=== Instruction 1 ===
Set down the records below verbatim, starting at the line containing "Segment bus front" and ending with the final line of the records, both included.

=== Text section ===
More sampling shows the contract reviewers will, using computer-assisted techniques (smart routing, etc.), be able to review them at 100 files per hour. The improvement in protections review from the small case example, where a speed of only 20 files per hour was assumed, is possible when you have larger document collections sizes like this (one million documents), high quality review software, and experienced review teams.
With this information from sampling you can now estimate a total first pass review cost of $1,000,000.00 ($1,000.00 x 1,000 hours), which compares pretty well to the $2,829,349.10 charge in Gabriel. Next you can estimate a total final pass Protection review cost of $500,000.00 ($50 x 10,000 hours).
Lets us also assume you know from experience that your other supervision fees and software costs are likely to total another $150,000.00. Your estimate for the project would be $1,650,000.00. That is 16.5 cents a document ($0.165).
Too high you say? Not proportionate to the value of the case? Not proportionate to the expected probative value in this case from these 10,000,000 documents, which is something your sampling can tell you and provide evidence to support? Then use the document ranking feature of AI enhanced document review to further reduce the second pass protection costs.

=== Instruction 2 ===
Copy out the document review cost text above in full, word for word.

=== Material shown ===
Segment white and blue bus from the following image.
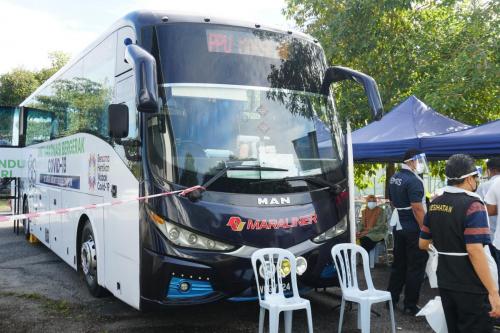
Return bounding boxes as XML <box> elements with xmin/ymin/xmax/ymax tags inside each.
<box><xmin>6</xmin><ymin>12</ymin><xmax>382</xmax><ymax>309</ymax></box>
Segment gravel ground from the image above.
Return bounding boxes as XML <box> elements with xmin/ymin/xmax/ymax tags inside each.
<box><xmin>0</xmin><ymin>219</ymin><xmax>442</xmax><ymax>333</ymax></box>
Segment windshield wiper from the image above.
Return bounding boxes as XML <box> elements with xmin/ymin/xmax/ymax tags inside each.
<box><xmin>252</xmin><ymin>176</ymin><xmax>346</xmax><ymax>194</ymax></box>
<box><xmin>201</xmin><ymin>164</ymin><xmax>288</xmax><ymax>189</ymax></box>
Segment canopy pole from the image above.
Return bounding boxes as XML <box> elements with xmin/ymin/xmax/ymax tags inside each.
<box><xmin>347</xmin><ymin>120</ymin><xmax>356</xmax><ymax>244</ymax></box>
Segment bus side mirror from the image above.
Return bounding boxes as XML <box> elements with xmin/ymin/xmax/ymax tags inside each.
<box><xmin>321</xmin><ymin>66</ymin><xmax>384</xmax><ymax>120</ymax></box>
<box><xmin>108</xmin><ymin>104</ymin><xmax>128</xmax><ymax>139</ymax></box>
<box><xmin>125</xmin><ymin>44</ymin><xmax>158</xmax><ymax>113</ymax></box>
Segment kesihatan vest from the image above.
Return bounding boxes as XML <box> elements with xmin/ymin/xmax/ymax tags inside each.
<box><xmin>427</xmin><ymin>192</ymin><xmax>488</xmax><ymax>294</ymax></box>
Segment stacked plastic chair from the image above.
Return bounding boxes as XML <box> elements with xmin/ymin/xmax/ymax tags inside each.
<box><xmin>252</xmin><ymin>248</ymin><xmax>313</xmax><ymax>333</ymax></box>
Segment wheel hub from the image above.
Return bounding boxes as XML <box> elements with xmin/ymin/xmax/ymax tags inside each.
<box><xmin>80</xmin><ymin>239</ymin><xmax>97</xmax><ymax>275</ymax></box>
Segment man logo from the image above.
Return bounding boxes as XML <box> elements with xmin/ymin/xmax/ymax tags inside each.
<box><xmin>226</xmin><ymin>216</ymin><xmax>246</xmax><ymax>231</ymax></box>
<box><xmin>257</xmin><ymin>197</ymin><xmax>290</xmax><ymax>205</ymax></box>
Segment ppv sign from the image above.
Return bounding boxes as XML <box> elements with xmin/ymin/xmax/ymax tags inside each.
<box><xmin>0</xmin><ymin>148</ymin><xmax>26</xmax><ymax>178</ymax></box>
<box><xmin>226</xmin><ymin>213</ymin><xmax>318</xmax><ymax>232</ymax></box>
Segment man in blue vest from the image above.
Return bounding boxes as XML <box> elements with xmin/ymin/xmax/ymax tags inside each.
<box><xmin>387</xmin><ymin>149</ymin><xmax>428</xmax><ymax>316</ymax></box>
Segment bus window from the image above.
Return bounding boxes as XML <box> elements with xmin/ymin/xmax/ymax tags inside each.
<box><xmin>0</xmin><ymin>106</ymin><xmax>19</xmax><ymax>147</ymax></box>
<box><xmin>26</xmin><ymin>108</ymin><xmax>57</xmax><ymax>146</ymax></box>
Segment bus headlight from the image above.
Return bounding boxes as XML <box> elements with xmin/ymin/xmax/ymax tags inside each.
<box><xmin>312</xmin><ymin>215</ymin><xmax>347</xmax><ymax>243</ymax></box>
<box><xmin>148</xmin><ymin>210</ymin><xmax>235</xmax><ymax>251</ymax></box>
<box><xmin>280</xmin><ymin>259</ymin><xmax>292</xmax><ymax>277</ymax></box>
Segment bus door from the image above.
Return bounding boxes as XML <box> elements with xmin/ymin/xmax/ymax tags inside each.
<box><xmin>45</xmin><ymin>188</ymin><xmax>64</xmax><ymax>256</ymax></box>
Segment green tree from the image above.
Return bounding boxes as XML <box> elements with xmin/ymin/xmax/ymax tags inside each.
<box><xmin>0</xmin><ymin>51</ymin><xmax>69</xmax><ymax>106</ymax></box>
<box><xmin>284</xmin><ymin>0</ymin><xmax>500</xmax><ymax>187</ymax></box>
<box><xmin>0</xmin><ymin>68</ymin><xmax>40</xmax><ymax>106</ymax></box>
<box><xmin>36</xmin><ymin>51</ymin><xmax>70</xmax><ymax>84</ymax></box>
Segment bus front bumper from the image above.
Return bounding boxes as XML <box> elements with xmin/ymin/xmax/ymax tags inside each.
<box><xmin>141</xmin><ymin>233</ymin><xmax>347</xmax><ymax>309</ymax></box>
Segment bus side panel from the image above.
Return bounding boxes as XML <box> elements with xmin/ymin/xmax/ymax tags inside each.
<box><xmin>31</xmin><ymin>186</ymin><xmax>50</xmax><ymax>248</ymax></box>
<box><xmin>57</xmin><ymin>191</ymin><xmax>106</xmax><ymax>270</ymax></box>
<box><xmin>104</xmin><ymin>151</ymin><xmax>140</xmax><ymax>309</ymax></box>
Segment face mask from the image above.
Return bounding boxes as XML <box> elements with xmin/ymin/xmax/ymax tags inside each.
<box><xmin>472</xmin><ymin>177</ymin><xmax>479</xmax><ymax>192</ymax></box>
<box><xmin>415</xmin><ymin>163</ymin><xmax>425</xmax><ymax>175</ymax></box>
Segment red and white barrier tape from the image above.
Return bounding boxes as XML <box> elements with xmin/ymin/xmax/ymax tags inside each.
<box><xmin>0</xmin><ymin>185</ymin><xmax>205</xmax><ymax>222</ymax></box>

=== Exercise response 1 ===
Segment bus front bumper from the image above.
Return bounding boxes as XML <box> elements with xmin/ymin/xmax/ymax tags inside each.
<box><xmin>141</xmin><ymin>233</ymin><xmax>347</xmax><ymax>309</ymax></box>
Segment bus side panel from the image above.
Return bounding boxes as XML <box> elements with xmin/ymin/xmax/ymax tags inside each.
<box><xmin>31</xmin><ymin>186</ymin><xmax>50</xmax><ymax>248</ymax></box>
<box><xmin>57</xmin><ymin>191</ymin><xmax>106</xmax><ymax>270</ymax></box>
<box><xmin>104</xmin><ymin>151</ymin><xmax>140</xmax><ymax>309</ymax></box>
Segment face mask from the image above.
Return bounding boxes as XML <box> elements with xmin/ymin/xmax/ymax tags inside each.
<box><xmin>472</xmin><ymin>177</ymin><xmax>479</xmax><ymax>192</ymax></box>
<box><xmin>415</xmin><ymin>163</ymin><xmax>425</xmax><ymax>175</ymax></box>
Segment red and white barrier tape from the image above.
Return bounding boxes as XML <box> elements with xmin/ymin/xmax/ymax tags inside each.
<box><xmin>0</xmin><ymin>185</ymin><xmax>205</xmax><ymax>222</ymax></box>

=== Exercise response 2 ===
More sampling shows the contract reviewers will, using computer-assisted techniques (smart routing, etc.), be able to review them at 100 files per hour. The improvement in protections review from the small case example, where a speed of only 20 files per hour was assumed, is possible when you have larger document collections sizes like this (one million documents), high quality review software, and experienced review teams.
With this information from sampling you can now estimate a total first pass review cost of $1,000,000.00 ($1,000.00 x 1,000 hours), which compares pretty well to the $2,829,349.10 charge in Gabriel. Next you can estimate a total final pass Protection review cost of $500,000.00 ($50 x 10,000 hours).
Lets us also assume you know from experience that your other supervision fees and software costs are likely to total another $150,000.00. Your estimate for the project would be $1,650,000.00. That is 16.5 cents a document ($0.165).
Too high you say? Not proportionate to the value of the case? Not proportionate to the expected probative value in this case from these 10,000,000 documents, which is something your sampling can tell you and provide evidence to support? Then use the document ranking feature of AI enhanced document review to further reduce the second pass protection costs.